EXERCISE INSTRUCTIONS >>
(a) Say whether each statement below agrees with the passage about GPT-4. Answer yes or no for each, and quote the words of the passage that decide it. (i) The initial text-only GPT-4 model was a multimodel. (ii) GPT-4V translates information from images to text. (iii) According to the OpenAI article, a version with vision performed slightly worse in some tests than a version without vision.
(b) Resume the passage about GPT-4, picking up after its final sentence.

Since September, GPT-4, a powerful language model released by OpenAI, has included a model with the capability to view images called GPT-4V. OpenAI states that these models can “solve new tasks and provide novel experiences for their users” by translating information from images to text, the opposite of models like DALL-E 3.
OpenAI revealed the initial text-only model of GPT-4 in March of this year. A paper by Microsoft titled “Sparks of AGI” predicted that this model exhibited “sparks” of artificial general intelligence, the name for a hypothetical model which could match humans in all intellectual tasks. This paper exhibits GPT-4’s ability to write and create programs, as well as its spatial knowledge, which allows it to draw basic figures. However, this model was not a multimodel. It “drew” the aforementioned figures manually using code, rather than with more sophisticated image generation models that have emerged. An OpenAI article on GPT-4’s capabilities demonstrates its proficiency in the Bar Exam, the SAT, and several AP tests, but states that a version with vision performed slightly better in some tests than a version without vision.

EXTRACTED ENTRIES >>
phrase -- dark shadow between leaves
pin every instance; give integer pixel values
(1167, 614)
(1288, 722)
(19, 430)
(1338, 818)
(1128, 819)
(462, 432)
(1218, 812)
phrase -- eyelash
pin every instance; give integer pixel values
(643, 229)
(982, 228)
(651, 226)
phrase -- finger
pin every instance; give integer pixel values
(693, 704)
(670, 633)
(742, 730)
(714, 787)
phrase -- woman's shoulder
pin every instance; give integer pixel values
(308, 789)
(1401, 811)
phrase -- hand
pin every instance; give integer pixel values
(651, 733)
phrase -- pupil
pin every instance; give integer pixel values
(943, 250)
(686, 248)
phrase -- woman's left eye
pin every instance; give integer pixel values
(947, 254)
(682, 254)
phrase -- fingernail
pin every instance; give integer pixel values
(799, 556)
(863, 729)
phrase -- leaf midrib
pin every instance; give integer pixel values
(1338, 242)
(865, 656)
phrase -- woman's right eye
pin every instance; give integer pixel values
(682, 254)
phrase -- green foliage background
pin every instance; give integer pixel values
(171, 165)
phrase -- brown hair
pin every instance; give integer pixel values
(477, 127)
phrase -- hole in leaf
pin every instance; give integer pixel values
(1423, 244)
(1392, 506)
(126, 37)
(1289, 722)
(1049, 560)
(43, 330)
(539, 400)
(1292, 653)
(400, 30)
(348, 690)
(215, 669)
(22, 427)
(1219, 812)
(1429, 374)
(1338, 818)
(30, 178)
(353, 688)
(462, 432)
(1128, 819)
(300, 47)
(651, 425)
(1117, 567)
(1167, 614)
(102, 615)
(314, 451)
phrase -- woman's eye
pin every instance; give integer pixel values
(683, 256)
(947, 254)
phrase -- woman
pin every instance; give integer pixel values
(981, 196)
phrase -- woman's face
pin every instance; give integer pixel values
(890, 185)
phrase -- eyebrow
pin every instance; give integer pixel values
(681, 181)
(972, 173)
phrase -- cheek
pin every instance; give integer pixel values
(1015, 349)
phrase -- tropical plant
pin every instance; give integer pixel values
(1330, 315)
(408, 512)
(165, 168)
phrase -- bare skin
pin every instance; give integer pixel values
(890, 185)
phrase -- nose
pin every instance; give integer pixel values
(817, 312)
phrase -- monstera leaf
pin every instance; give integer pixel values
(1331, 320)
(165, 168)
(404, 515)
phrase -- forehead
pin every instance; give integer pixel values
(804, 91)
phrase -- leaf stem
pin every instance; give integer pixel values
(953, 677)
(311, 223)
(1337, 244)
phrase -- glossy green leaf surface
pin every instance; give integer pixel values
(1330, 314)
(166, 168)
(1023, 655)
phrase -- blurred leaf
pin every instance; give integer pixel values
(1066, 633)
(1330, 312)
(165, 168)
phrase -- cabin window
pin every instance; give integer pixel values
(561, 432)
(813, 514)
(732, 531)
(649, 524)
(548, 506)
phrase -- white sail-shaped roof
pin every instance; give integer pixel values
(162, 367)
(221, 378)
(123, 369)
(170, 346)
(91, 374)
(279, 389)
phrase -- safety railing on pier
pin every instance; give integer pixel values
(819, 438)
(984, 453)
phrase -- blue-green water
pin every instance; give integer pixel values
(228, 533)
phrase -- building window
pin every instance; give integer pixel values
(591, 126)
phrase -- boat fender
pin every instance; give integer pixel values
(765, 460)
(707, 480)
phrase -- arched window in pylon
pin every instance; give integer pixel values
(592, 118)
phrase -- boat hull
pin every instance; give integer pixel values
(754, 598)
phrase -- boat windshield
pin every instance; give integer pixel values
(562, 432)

RESULTS FOR EACH TASK >>
(a)
(i) No: "However, this model was not a multimodel."
(ii) Yes: "by translating information from images to text"
(iii) No: "a version with vision performed slightly better in some tests than a version without vision"

(b)
Yet, OpenAI did not release the version of GPT-4 with vision until months after the release of the visio-less version. OpenAI was concerned that AI with vision could violate the privacy of humans by identifying faces. Using biometric information without permission is illegal in somer jurisdictions, such as Illinois and the European Union. This boundary on GPT-4’s abilities has limited the ability of one startup called Be My Eyes. The startup collaborated with OpenAI to create Be My AI, a tool that explains visual information about surroundings to blind people. After a beta test, the startup confirmed that Be My AI would be an invaluable tool for the blind, but some users expressed frustration over the app’s inability to describe faces.
In September, OpenAI announcing that they were rolling out the ability for ChatGPT to “see, hear, and speak”. It can now converse with users and analyze images; the positive feedback to Be My Eyes influenced OpenAI’s decision to roll out vision. However, the current model still cannot analyze faces due to OpenAI’s restrictions.
Despite GPT-4V’s strengths, it is not at the level of an AGI. A study by Mitchell et al. showed that the model performed much worse at abstract visual tasks than humans. The models are weak at reasoning outside their fields; this has led some researchers to believe that large language models (LLMs) learn complex patterns in their data sets rather than learning abstract reasoning. It is currently unclear whether LLMs can create “human-like abstractions”, according to the paper.
GPT-4V, along with multimodel models such as Google’s Bard, have clear potential to benefit the world with their visual capabilities, but their technical limitations and the risks they pose to privacy illustrate that human-like intelligence in AI is not yet here.